__DATA FOR THE TASK__
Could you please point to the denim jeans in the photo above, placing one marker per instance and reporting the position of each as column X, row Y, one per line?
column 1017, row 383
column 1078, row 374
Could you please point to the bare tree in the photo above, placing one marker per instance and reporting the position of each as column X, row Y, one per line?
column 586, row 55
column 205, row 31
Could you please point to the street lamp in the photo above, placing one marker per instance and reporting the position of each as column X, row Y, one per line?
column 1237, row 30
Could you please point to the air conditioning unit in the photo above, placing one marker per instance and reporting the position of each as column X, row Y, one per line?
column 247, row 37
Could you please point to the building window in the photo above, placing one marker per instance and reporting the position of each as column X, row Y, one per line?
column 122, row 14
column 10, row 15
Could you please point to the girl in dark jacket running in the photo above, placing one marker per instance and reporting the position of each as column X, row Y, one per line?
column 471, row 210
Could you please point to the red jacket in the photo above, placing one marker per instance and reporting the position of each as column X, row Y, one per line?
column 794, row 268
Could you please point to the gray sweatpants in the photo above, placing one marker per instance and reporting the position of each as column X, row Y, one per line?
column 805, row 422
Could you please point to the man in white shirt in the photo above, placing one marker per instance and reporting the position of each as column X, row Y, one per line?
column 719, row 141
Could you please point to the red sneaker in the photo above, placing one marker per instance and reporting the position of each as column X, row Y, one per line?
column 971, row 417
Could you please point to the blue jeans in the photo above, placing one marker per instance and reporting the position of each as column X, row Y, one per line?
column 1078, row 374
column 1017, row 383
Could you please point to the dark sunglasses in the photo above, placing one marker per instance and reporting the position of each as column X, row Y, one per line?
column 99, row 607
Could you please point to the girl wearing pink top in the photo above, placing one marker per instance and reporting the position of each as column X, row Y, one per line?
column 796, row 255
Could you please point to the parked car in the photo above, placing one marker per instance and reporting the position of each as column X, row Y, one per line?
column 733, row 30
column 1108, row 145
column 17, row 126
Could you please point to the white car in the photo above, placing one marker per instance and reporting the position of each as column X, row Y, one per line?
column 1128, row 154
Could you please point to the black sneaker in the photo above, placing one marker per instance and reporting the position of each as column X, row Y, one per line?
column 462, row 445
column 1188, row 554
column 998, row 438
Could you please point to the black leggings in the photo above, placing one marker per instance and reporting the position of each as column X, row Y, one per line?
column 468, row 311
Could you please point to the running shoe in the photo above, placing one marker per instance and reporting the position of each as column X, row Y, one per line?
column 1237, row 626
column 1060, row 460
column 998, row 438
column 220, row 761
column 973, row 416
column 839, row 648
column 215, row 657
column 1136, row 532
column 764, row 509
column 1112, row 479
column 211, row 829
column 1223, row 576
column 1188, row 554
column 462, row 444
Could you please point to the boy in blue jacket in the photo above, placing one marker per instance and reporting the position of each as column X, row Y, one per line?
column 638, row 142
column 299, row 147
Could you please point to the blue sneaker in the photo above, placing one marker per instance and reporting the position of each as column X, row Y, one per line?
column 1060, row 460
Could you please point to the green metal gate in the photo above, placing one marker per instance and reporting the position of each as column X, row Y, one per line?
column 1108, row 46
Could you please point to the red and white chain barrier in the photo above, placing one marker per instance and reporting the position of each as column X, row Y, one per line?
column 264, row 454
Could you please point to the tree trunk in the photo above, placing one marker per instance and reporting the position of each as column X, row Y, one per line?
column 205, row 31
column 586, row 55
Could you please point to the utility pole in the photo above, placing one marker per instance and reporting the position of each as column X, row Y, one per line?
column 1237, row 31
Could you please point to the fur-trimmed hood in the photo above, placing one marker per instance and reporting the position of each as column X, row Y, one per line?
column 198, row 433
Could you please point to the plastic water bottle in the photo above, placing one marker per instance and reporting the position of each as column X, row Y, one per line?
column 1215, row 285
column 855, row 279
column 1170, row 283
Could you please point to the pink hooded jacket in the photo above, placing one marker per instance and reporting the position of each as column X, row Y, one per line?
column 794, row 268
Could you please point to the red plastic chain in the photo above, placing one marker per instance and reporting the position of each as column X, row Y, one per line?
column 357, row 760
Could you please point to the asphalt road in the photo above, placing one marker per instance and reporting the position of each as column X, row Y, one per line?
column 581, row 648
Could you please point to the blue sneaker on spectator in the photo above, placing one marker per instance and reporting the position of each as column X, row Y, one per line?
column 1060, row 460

__TASK BRIEF__
Rewrite the lines above, changing every "marker" to "pin" and leaving everything else as it is.

__RESULT__
Could you please point to the denim jeans in the photo above, placing one pin per instance and reporting the position of each as column X, row Y, one per line?
column 1017, row 383
column 1078, row 374
Could you please point to the bare tree in the photo above, placing one pin per instance and reporting the position of each as column X, row Y, one per line?
column 586, row 55
column 205, row 31
Could you please point to the street lamp in the photo above, placing one pin per instance and reporting the position of each as column X, row Y, one per line?
column 1237, row 30
Could you please point to the air conditioning unit in the photo above, placing one pin per instance and reporting the position of each as column X, row Y, one per line?
column 247, row 37
Could you please point to the building window in the photo above, placing one pin per instance and reporting the position of each as column X, row Y, one per line?
column 122, row 14
column 10, row 15
Could you please point to the girl in dark jacket running in the photo above, placing one pin per instance and reporting the position of each as column X, row Y, one per line?
column 471, row 210
Could you please point to the red jacket in the photo above, placing one pin per instance and reporting the position of each as column X, row Y, one per line?
column 794, row 268
Could you please point to the gray sweatpants in the photo above, placing one pin per instance and reporting the position of each as column X, row Y, one per line?
column 805, row 422
Could you please point to the man in white shirt in the photo above, placing one pin per instance and reporting the position of each as column X, row Y, one per line?
column 719, row 141
Could you please point to the red sneaker in the photo above, placing one pin per instance and reporting the position of each as column X, row Y, one per line?
column 971, row 417
Could you please point to the blue jeans in the photo above, placing one pin per instance and reporting the position of each as column X, row Y, one per line?
column 1078, row 374
column 1017, row 383
Could you please point to the dark sunglasses in the photo above, placing one pin per instance and reporting the position of each as column X, row Y, one per line?
column 99, row 607
Could you please point to the girl wearing pink top in the photo above, placing one pin per instance and reporting the position of each as column X, row Y, one per line?
column 796, row 255
Could you please point to the parked car in the photo above, placing one pin per instance and reporting the position of each as column X, row Y, one per line?
column 733, row 30
column 1108, row 145
column 17, row 126
Could you please point to the white car in the photo above, placing one pin per instance and reporting the position of each as column X, row Y, one per line?
column 1128, row 154
Could you please point to the black sneaker in the photo above, placing one pin per instance and reporting the position of each as column X, row Y, one per line?
column 462, row 445
column 1188, row 554
column 998, row 438
Could you please point to the black leggings in the photo above, placing one pin per instance and reporting the position of each as column X, row Y, one per line?
column 468, row 311
Could you please point to the running shoe in the photo above, placing one pin per instance and reporting the position of each as column X, row Y, one per line?
column 1237, row 626
column 1060, row 460
column 998, row 438
column 220, row 761
column 973, row 416
column 839, row 648
column 215, row 657
column 1136, row 532
column 764, row 509
column 1112, row 479
column 211, row 829
column 1223, row 576
column 1188, row 554
column 462, row 444
Could you please point to the boy in blue jacket in the photo above, placing one pin per instance and reporting the position of each as column X, row Y, one per line?
column 638, row 142
column 299, row 147
Could you please point to the blue sneaker in the photo above, placing one pin per instance and reporting the position of each as column X, row Y, one per line?
column 1060, row 460
Could you please point to the green metal gate in the photo above, placing one pin per instance and reporting the position of each as column X, row Y, one per line?
column 1108, row 46
Could you please point to the red and white chain barrier in the photo above, placing one pin per instance and reporting the position of each as column X, row Y, one per line?
column 264, row 454
Could you please point to the tree trunk in the photo above, placing one pin per instance and reporting the position of each as column X, row Y, one per line?
column 205, row 31
column 586, row 55
Could you please point to the utility pole in the photo above, placing one pin per instance and reporting the position of each as column X, row Y, one per line?
column 1237, row 31
Could you please point to the fur-trimmed hood in the photo above, placing one pin per instance and reporting the position of each as column X, row Y, one per line?
column 198, row 433
Could you please point to the plastic water bottle in the photo above, placing one pin per instance and reporting the position of each as column X, row Y, one per line?
column 1215, row 285
column 855, row 279
column 1170, row 283
Could you please point to the pink hooded jacket in the photo above, placing one pin per instance and reporting the position of each as column X, row Y, one per line?
column 794, row 268
Could you please point to the red plastic chain in the photo above, placing one pin per instance and reporting the position of each as column X, row Y, one per line?
column 357, row 760
Could you please point to the asphalt road in the photo above, placing one pin per instance and reporting the position of each as column X, row Y, one per line?
column 581, row 648
Could you please point to the blue sneaker on spectator in the photo above, placing one pin per instance and reporting the position of each as column X, row Y, one per line?
column 1060, row 460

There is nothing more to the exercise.